> _EXERCISE BRIEF_
Write out every line of the data below word for word, without the pictures.

>>>

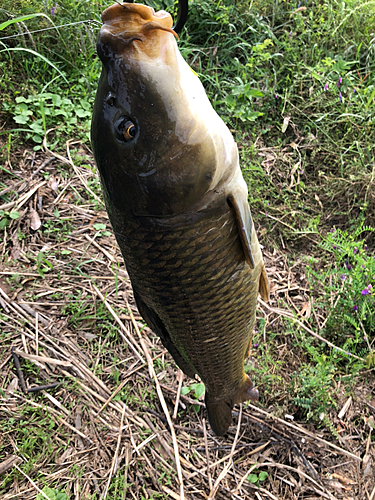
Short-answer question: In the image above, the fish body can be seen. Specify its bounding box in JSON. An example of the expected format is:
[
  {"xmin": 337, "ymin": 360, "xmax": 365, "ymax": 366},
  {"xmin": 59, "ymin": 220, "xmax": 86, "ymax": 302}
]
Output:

<<<

> _RESULT OF THE EXERCISE_
Short-answer question: In the image above, the fish body can be seen. Specify its bounding box in JSON. An example of the expected format is:
[
  {"xmin": 337, "ymin": 360, "xmax": 365, "ymax": 366},
  {"xmin": 59, "ymin": 220, "xmax": 86, "ymax": 302}
]
Output:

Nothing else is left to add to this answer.